Pictures do not belong in the copy. Return all of the entries exactly.

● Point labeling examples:
::::::
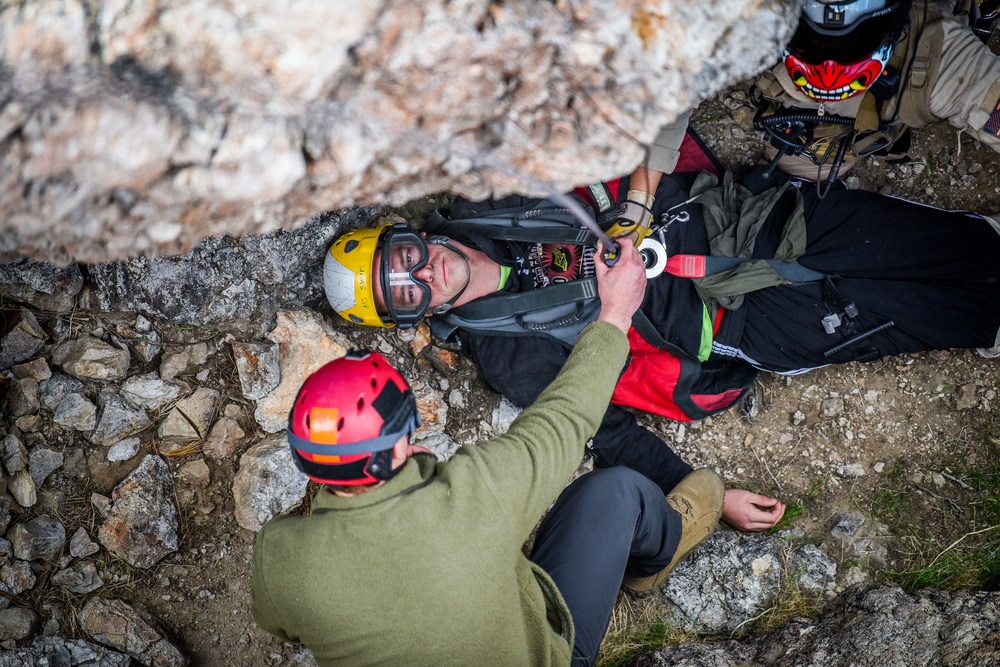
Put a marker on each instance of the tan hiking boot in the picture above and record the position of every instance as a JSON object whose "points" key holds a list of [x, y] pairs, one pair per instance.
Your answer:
{"points": [[698, 499]]}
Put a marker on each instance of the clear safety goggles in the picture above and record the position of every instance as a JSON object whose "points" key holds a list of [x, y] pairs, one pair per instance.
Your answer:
{"points": [[406, 297]]}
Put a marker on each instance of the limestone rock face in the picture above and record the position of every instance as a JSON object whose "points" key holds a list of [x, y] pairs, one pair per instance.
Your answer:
{"points": [[138, 128], [864, 626]]}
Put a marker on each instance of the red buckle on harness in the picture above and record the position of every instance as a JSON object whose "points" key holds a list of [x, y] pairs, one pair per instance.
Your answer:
{"points": [[686, 266]]}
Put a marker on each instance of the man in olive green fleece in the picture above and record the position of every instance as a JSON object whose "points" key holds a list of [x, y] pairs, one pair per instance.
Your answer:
{"points": [[407, 561]]}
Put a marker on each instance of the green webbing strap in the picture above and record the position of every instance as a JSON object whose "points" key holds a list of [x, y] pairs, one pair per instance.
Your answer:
{"points": [[503, 304], [504, 275], [789, 271]]}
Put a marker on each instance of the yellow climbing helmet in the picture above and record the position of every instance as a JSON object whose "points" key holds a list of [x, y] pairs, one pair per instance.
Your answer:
{"points": [[347, 276]]}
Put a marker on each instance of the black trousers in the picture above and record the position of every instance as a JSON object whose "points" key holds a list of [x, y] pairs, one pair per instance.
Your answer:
{"points": [[607, 523], [935, 274]]}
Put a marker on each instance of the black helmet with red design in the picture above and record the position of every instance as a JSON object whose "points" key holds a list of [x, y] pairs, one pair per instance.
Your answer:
{"points": [[841, 48], [347, 417]]}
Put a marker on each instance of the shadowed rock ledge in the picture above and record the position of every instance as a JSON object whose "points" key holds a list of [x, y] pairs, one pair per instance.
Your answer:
{"points": [[139, 128]]}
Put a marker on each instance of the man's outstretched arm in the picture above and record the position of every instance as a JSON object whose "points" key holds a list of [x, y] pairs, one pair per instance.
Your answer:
{"points": [[521, 367]]}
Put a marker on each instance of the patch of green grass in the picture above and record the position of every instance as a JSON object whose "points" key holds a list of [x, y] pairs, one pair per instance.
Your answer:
{"points": [[947, 537], [637, 626], [791, 602], [620, 649], [931, 168], [792, 510]]}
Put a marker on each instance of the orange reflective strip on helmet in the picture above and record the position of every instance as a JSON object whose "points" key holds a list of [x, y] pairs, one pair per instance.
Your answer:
{"points": [[323, 425]]}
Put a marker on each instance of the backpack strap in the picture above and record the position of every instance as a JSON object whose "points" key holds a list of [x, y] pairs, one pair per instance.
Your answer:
{"points": [[487, 227]]}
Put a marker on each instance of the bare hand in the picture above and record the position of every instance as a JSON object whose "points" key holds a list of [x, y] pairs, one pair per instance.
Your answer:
{"points": [[621, 287], [748, 511]]}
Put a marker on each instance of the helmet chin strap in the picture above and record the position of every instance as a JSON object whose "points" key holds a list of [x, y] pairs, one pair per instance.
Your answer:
{"points": [[445, 242]]}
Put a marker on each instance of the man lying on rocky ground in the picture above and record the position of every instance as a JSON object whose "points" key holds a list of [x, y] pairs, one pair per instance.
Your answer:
{"points": [[451, 585], [878, 276]]}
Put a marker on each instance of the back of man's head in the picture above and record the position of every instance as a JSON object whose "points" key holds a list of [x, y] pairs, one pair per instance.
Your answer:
{"points": [[347, 418]]}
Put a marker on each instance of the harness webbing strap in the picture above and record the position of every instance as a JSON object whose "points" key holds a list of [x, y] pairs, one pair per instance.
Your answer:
{"points": [[555, 234], [699, 266], [503, 304]]}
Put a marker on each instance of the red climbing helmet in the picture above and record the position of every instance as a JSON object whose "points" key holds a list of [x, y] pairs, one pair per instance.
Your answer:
{"points": [[347, 417], [841, 48]]}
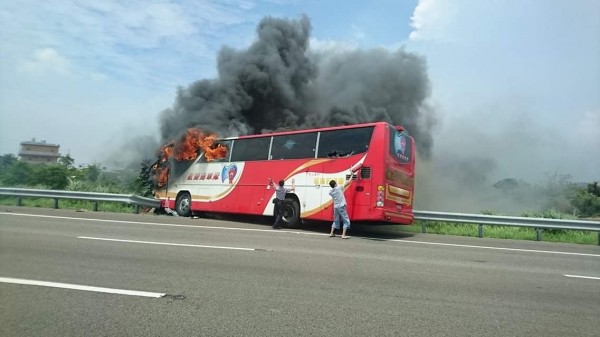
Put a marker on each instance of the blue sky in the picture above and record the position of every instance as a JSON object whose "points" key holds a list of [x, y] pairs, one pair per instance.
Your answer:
{"points": [[517, 82]]}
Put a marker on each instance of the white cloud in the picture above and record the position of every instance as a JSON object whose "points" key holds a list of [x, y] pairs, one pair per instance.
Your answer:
{"points": [[430, 20], [46, 60]]}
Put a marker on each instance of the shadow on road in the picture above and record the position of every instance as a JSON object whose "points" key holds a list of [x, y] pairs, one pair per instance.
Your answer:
{"points": [[367, 231]]}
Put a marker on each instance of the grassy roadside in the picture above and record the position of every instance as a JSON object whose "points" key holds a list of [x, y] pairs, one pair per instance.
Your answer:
{"points": [[116, 207], [443, 228], [504, 232]]}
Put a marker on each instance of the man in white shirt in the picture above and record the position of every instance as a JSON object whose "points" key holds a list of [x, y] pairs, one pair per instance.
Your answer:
{"points": [[339, 207], [280, 192]]}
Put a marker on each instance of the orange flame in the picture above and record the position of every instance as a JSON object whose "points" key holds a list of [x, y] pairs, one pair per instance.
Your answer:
{"points": [[193, 142]]}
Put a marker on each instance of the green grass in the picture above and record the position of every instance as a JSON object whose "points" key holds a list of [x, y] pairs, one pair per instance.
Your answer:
{"points": [[506, 232], [115, 207]]}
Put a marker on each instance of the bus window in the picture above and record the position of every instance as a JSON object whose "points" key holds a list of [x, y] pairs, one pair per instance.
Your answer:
{"points": [[250, 149], [296, 146], [224, 143], [344, 143], [400, 146]]}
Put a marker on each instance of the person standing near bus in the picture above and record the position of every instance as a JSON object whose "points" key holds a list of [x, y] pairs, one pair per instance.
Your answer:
{"points": [[280, 192], [339, 207]]}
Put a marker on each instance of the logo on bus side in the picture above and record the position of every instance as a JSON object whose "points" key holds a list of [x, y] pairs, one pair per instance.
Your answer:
{"points": [[229, 172], [203, 176]]}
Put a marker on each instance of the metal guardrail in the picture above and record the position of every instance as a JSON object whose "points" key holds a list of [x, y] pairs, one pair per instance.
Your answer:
{"points": [[539, 224], [130, 199]]}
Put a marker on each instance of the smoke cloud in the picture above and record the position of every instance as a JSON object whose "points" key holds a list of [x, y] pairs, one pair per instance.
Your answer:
{"points": [[279, 83]]}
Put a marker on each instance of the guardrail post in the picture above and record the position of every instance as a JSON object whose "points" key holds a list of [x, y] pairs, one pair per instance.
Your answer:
{"points": [[538, 234]]}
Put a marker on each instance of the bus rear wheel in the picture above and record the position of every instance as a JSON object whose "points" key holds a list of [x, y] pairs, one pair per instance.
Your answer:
{"points": [[291, 213], [183, 204]]}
::::::
● Solution:
Put a marker on each instance of the tan hiking boot in the picture above and record the position of every instance as a JSON object whose "points" key holds a list of [x, y] pairs, one pair per instance.
Your answer:
{"points": [[698, 499]]}
Put a marker on each instance of the clear safety goggles in the picture above and record the position of every instance as a JSON object whose "points" key holds a list of [x, y] pairs, one pair per instance.
Your answer:
{"points": [[406, 297]]}
Put a marker on each instance of the limestone rock face in the picture above and record the position of every instance as a JSON object whose "points" key holds a list of [x, y] pairs, one pair per instance.
Your answer:
{"points": [[138, 128], [864, 626]]}
Put a marker on each instance of the red buckle on harness in the picture above and record the position of every instance as a JSON object whose "points" key holds a list of [x, y] pairs, one pair per instance.
Your answer:
{"points": [[686, 266]]}
Put a marker on each instance of the man in olive green fleece in the picture above and record the position of every instance as a JSON object whose "points" key holds a list of [x, y] pairs, one pair per instance.
Your answer:
{"points": [[407, 561]]}
Put a marker on each instance of the green webbing strap in the picture above and record the position of every instance as a JSON object whose "points" key holds a list of [x, y] pairs, one pair per instance.
Your answer:
{"points": [[503, 304], [504, 275], [789, 271]]}
Put a marker on each instance of the yellow climbing helmet in the picture above and record the position of every instance as a JSON object whose "points" key holds a list of [x, y] pairs, one pair per instance.
Your answer:
{"points": [[347, 276]]}
Put a marker on each instance of the black trousers in the picture above and record the position of every instance as a JSON object whose "points" key holds a list of [x, y] pairs, one pair per instance.
Your answer:
{"points": [[607, 523], [935, 274]]}
Put a marker on each instance of the black helmet with red design in the picture above and record the position of every instance as a JSON object whose "points" key holds a list of [x, y] pairs, one pair per instance.
Your answer:
{"points": [[841, 48], [347, 417]]}
Put a marker on each instance of the shadowed rock ledge in the picture above and record the position of every instance as a JSON object whose "points" key holds a list of [x, y] pairs, one pair per instance.
Your answer:
{"points": [[139, 128]]}
Put a marker on each instance of the man's outstretched arm in the picture above and record the position of every instance as a JSON object whose "points" key holds a list of [x, y] pairs, one pair per instance.
Your answer:
{"points": [[521, 367]]}
Put a marker on each instance of the patch of green grass in the picture above and record the position of every instance as a JSON object whose "points" key holds a list of [x, y] pairs, one pair per instance.
Your answer:
{"points": [[947, 537], [637, 626], [791, 602], [620, 649], [931, 168], [792, 510]]}
Put a marker on each instance of the orange reflective strip on helmet in the picture above and record the position of every instance as a JSON object whose "points" key holds a list of [x, y] pairs, one pair per instance.
Your answer:
{"points": [[323, 425]]}
Put a marker on each instance of the backpack strap in the picture above and record the position of every instance as a JSON object whose "points" key holds a list of [x, y] pairs, one pair per instance.
Your answer:
{"points": [[487, 227]]}
Put a marker on each instance of the bare hand in the picture above and record the position of every instance as a JSON object whose "points" key holds a list of [x, y] pairs, one pair per instance.
Your answer:
{"points": [[621, 287], [748, 511]]}
Put a marker on each instance of the helmet chin strap in the picture above and record the position of every instance as a JSON object whose "points" key holds a list of [x, y] pairs, one pair per instance.
Your answer:
{"points": [[445, 242]]}
Put a marker on each instance of the man lying on rocky ground in the picture above and record the position of every instance as a JSON object whose "points" key holds a list of [x, y] pairs, one pair per instance.
Your answer:
{"points": [[451, 585], [878, 276]]}
Put a marker on each instance of the back of man's head in the picture above and record the position of every instance as a JSON object whose "points" key holds a list of [x, y] pairs, one pair per instance.
Your answer:
{"points": [[347, 418]]}
Put a marker on each instance of the harness webbing strap in the picture above and record the position of every instance as a JSON object whose "points" key holds a list of [x, y] pairs, one pair per instance.
Your answer:
{"points": [[555, 234], [699, 266], [503, 304]]}
Put a marker on each instance of the red climbing helmet in the picture above and record the position of every instance as a JSON object whose "points" key holds a list of [x, y] pairs, one pair per instance.
Your answer:
{"points": [[347, 417], [841, 48]]}
Put a marker on each instance of the blue sky in the picture above and record the position of every instance as a JSON object whose "points" key holds a list of [x, y] pairs, one pair per instance.
Your answer:
{"points": [[517, 82]]}
Put a marker on each instance of the white cloud in the picture above and record the position of every instance as a JSON object whose "points" key holds a list of [x, y] pairs, one pair per instance.
Your answer:
{"points": [[430, 20], [46, 60]]}
Put a marker on each instance of the shadow on road in the picture above and record the position of every instance as a JSON object whose "points" key holds a list of [x, y] pairs, one pair per instance.
Your answer:
{"points": [[367, 231]]}
Put a marker on each instance of the grassy roadside in the picture above and record the position of every instance as a JSON object whose "points" key holds a list of [x, y] pairs, one pair per instance.
Your answer:
{"points": [[116, 207], [443, 228], [504, 232]]}
Put a marker on each instance of the man in white shirt in the picture above and record the position of every instance as a JSON object whose "points" key holds a list of [x, y] pairs, one pair per instance.
Your answer:
{"points": [[339, 207], [280, 192]]}
Put a marker on each instance of the orange flame in the picture above and record the position of every instance as a JSON object whose "points" key holds a list of [x, y] pairs, one pair per instance.
Your answer:
{"points": [[193, 142]]}
Put a marker on each instance of the green grass in the picture above and record the position of every instance as a JSON object whose "points" key holds a list of [x, y] pairs, one pair per instance.
Your answer:
{"points": [[506, 232], [115, 207]]}
Put a marker on each instance of the bus window in the picture above and record the position of every instance as a JSON object whose "points" key holds a list of [x, y] pairs, one pair per instance.
Your answer:
{"points": [[250, 149], [296, 146], [224, 143], [344, 143], [400, 146]]}
Put a marker on each instance of the person standing near bus in the picture above and record the position of every instance as a JSON object whose "points" key holds a list of [x, y] pairs, one pair per instance.
Your answer:
{"points": [[280, 192], [339, 207]]}
Put a marker on each instance of the logo on bus side in the picture above and record the position of every instance as a JSON object whose "points" key holds a list of [x, y] pairs, one pair per instance.
Your answer:
{"points": [[229, 172], [203, 176]]}
Put a marker on each instance of the metal guardrail in the picture above and record the position of every instance as a JSON object whose "points" key holds a list of [x, y] pairs, one pair per instance.
Your answer:
{"points": [[539, 224], [130, 199]]}
Put a marker on each instance of the smoke cloud in the picture above and record the position of every instance as a JSON object whose "points" key holds a list of [x, y] pairs, one pair per instance.
Your answer:
{"points": [[279, 83]]}
Put a marker on each instance of the guardrail post in the picture above and record the position of every instance as a JSON object whose "points" key holds a list of [x, y] pairs, one pair per instance.
Your answer:
{"points": [[538, 234]]}
Put a marker on each instance of the bus rear wheel in the picture above and record the position of every instance as a JSON object whose "points" key holds a list of [x, y] pairs, one pair per instance.
Your answer:
{"points": [[291, 213], [183, 204]]}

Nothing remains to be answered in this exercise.